▶ Dataset entries:
#####

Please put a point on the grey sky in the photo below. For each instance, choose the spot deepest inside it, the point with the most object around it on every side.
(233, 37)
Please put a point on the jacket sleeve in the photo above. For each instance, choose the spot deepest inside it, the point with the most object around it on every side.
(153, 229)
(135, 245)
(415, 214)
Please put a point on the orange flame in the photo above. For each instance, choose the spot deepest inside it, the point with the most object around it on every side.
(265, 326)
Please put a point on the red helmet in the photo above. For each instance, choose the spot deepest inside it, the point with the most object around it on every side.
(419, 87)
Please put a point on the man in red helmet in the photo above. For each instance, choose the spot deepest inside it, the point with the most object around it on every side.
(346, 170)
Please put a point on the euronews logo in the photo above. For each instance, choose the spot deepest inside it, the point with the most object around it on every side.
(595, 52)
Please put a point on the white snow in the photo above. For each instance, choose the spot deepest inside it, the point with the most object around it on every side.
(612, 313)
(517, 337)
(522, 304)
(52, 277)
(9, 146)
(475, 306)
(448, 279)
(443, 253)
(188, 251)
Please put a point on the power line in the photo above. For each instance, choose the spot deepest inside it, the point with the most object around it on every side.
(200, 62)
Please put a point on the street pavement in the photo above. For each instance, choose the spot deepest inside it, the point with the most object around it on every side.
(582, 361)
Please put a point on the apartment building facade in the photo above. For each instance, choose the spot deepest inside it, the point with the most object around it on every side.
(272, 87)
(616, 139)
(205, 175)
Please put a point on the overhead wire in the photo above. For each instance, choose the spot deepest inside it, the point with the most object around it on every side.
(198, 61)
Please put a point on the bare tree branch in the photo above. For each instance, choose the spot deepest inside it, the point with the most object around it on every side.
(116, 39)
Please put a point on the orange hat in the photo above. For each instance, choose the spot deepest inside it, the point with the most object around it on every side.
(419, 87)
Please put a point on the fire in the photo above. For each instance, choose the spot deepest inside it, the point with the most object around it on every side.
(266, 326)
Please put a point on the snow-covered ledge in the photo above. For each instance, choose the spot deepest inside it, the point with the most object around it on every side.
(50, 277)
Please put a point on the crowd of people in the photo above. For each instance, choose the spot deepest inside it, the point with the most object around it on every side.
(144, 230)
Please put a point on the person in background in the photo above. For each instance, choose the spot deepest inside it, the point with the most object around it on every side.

#####

▶ Assignment: All records must be repeated exactly, with none skipped.

▶ Exercise output:
Please put a point on the grey sky in the photo below. For each instance, choose the spot deepest inside it, the point with the most object around it on every side.
(233, 37)
Please put a point on the jacket sleeve in the photo above. For each instance, choose the spot deepest inside it, the point with the most object around it on every side.
(153, 229)
(135, 245)
(415, 214)
Please put a point on the orange flame in the photo above. For each instance, choose the spot deepest inside it, the point with the most object around it on every side.
(265, 326)
Please put a point on the red helmet in the photo above. For each instance, choose the spot deepest inside it, the point with the most object around it on every side.
(419, 87)
Please put a point on the man in red helmet in the photo above. For each instance, choose the spot deepest inside it, the point with the most object around it on every side.
(346, 170)
Please put a point on the euronews logo in the photo above. For each instance, choose the spot deepest inside it, the point with the most object around it on every side.
(595, 52)
Please put a point on the white snow in the photo above. For each instance, choose the spot deepest inside it, the point with the most object around it on every side.
(612, 313)
(517, 337)
(522, 304)
(52, 277)
(9, 146)
(475, 306)
(448, 279)
(443, 253)
(188, 251)
Please put a point on the power line in the photo above. For each instance, choose the spot deepest inside it, the point with the most object around it on every side.
(200, 62)
Please put a point on the street pavement in the photo above. For each instance, choose the spot deepest inside it, the point with the most object around it on every side.
(582, 361)
Please put a point on the apartment building facade in the photo above. For each instance, choose the spot deepest inside it, the point with the most object around it on every side.
(272, 87)
(616, 139)
(205, 175)
Please put a point on the overhead wire in the photo above. For each instance, choose the spot deepest inside it, the point with the most object around it on every side.
(198, 61)
Please put a point on the bare tree branch in the photo above. For each instance, choose the spot deepest inside it, the point with the most object around it on every side.
(116, 39)
Please put a point on the orange hat in the photo above. For each instance, choose the spot deepest inside it, the point with the most object around it on every side.
(419, 87)
Please put a point on the fire in the photo above. For each instance, choose the spot deepest inside it, the point with the most object around it on every side.
(266, 326)
Please put a point on the snow-covered ledge in the photo above. For each instance, choose the spot deepest inside it, the point with the most object around it on every side.
(50, 277)
Please put a point on the crowd of people in the photo above. For each instance, choose the spot deepest inside it, the point with the most object around it on every side.
(144, 230)
Please put a point on the person in background in the photo above. For each instance, choose the spot deepest inside it, the point with the most object around it on every side.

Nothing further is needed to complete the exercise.